◆ Text provided:
Another theme of this book will be evaluation; how do we know that what we are being taught is true? If the truth sets us free, then what is the relationship between what we are taught and are our use of God-given reason? I intend to reveal the lack of clear thinking that so frequently blinds people to what they are being asked to accept. At what point do we stop and ask why? I was always taught that you never “check your brains at the door”; it took years for me to realize that that is exactly what I and most of the people around me were doing.




When talking about cults, we sort of expect to hear of brainwashing and coercion, but seem to disbelieve that it might be a problem in our “mainstream” churches. It may be more subtle, and flatly denied, but nonetheless we are constantly under the influence of the teachers and the tactics they employ to keep us “faithful” to the ministry. Often, the leaders themselves do not even realize what they are doing. I know; I’ve been there myself. In order to continue a ministry they must stop the “revolving door syndrome” that is a natural part of our seeker driven society. If we lose more bodies than we gain, then the numbers game blows up in our faces. What do we do to keep the pews full? Either instill a heavy dose of guilt, or keep the membership so busy that they don’t really know what is going on. Too many churches, and people, operate with this mentality… where does faith fit into this? Kudos to the few who manage to keep their internal faith intact while such abuses threaten everything that is good in the rest of the congregation. This is certainly not the healthiest environment for the development of faith. But sometimes it is all that a Christian can accept because they cannot conceive of a change in their belief system.


In the end, it is more often about the organization than it is about the welfare of the average member or visitor. This is often where the group dynamic becomes confused with personal faith. Faithfulness to the church and its programs is confused with actual personal development. The concern is less over faith development than ministry development. I hear it over and over again: building programs and the ability to appeal to ever larger audiences take precedence over the real meat of faith and practice. The real concern that prompts this study of the role of faith in our lives is the matter of personal responsibility. We must become willing to question and to take a step back and look with fresh eyes at all that we take for granted. If we have open minds, then the evidence will lead us to a conclusion that insists on a certain course of action. A closed mind will only scoff and refuse to admit whether or not what we see is the real thing.


If only there could be a way to have the spirituality we all so desperately crave, without the need for conformity to a group that is selling hope under the guise of superstition. The answer may be much closer than you think. It may actually be the philosophy with which you already operate; and maybe the truth about what you think you believe will show you the path you ought to take.

◆ Entries shown:
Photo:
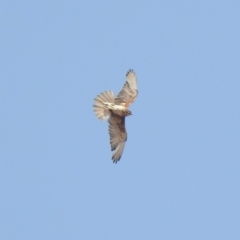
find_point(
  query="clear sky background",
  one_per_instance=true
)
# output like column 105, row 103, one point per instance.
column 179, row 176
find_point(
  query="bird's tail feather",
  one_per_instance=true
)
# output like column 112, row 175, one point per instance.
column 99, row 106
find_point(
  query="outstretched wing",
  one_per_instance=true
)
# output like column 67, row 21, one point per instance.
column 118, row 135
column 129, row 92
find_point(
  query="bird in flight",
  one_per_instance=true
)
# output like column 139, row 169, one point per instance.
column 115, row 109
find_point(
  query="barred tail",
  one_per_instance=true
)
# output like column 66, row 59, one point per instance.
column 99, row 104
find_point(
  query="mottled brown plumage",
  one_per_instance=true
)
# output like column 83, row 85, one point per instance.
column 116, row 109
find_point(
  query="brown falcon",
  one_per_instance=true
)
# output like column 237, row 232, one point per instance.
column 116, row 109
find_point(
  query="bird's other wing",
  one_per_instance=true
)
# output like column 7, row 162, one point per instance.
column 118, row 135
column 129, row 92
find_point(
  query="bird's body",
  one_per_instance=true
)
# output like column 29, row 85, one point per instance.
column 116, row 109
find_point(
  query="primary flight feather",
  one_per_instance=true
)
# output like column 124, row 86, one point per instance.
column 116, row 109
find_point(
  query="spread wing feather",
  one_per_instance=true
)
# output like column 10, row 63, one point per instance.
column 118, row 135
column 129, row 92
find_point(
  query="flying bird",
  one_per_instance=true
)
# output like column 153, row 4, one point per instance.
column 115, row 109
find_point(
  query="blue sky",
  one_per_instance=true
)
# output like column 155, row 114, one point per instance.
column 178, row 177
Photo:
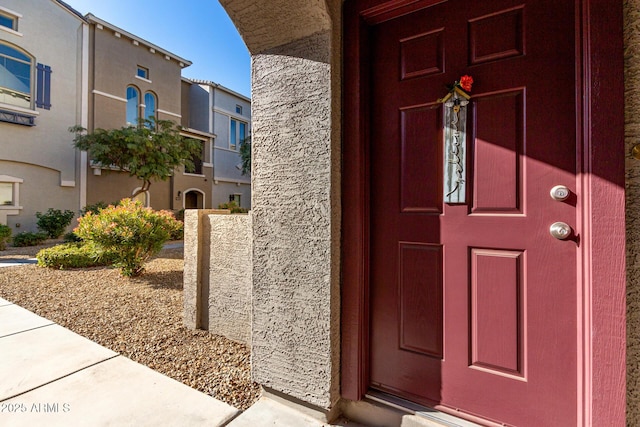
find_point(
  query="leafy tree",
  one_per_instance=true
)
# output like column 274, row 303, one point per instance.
--
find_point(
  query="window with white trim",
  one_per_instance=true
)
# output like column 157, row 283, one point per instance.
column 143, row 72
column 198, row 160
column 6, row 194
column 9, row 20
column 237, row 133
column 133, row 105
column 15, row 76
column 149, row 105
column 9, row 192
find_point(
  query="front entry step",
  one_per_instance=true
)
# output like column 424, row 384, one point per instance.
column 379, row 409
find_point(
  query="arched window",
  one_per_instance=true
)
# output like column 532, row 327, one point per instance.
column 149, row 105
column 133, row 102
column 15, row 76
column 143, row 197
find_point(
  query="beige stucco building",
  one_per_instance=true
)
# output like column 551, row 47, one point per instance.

◆ List of tasks:
a) Translate this sentence from the passage on faith and churches into Spanish: "Often, the leaders themselves do not even realize what they are doing."
b) Please echo the passage on faith and churches from "Another theme of" to "me were doing.".
c) According to the passage on faith and churches, what two approaches keep the pews full?

◆ Exercise results:
a) A menudo, los propios líderes ni siquiera se dan cuenta de lo que están haciendo.

b)
Another theme of this book will be evaluation; how do we know that what we are being taught is true? If the truth sets us free, then what is the relationship between what we are taught and are our use of God-given reason? I intend to reveal the lack of clear thinking that so frequently blinds people to what they are being asked to accept. At what point do we stop and ask why? I was always taught that you never “check your brains at the door”; it took years for me to realize that that is exactly what I and most of the people around me were doing.

c) Instilling a heavy dose of guilt, or keeping the membership so busy that they don't really know what is going on.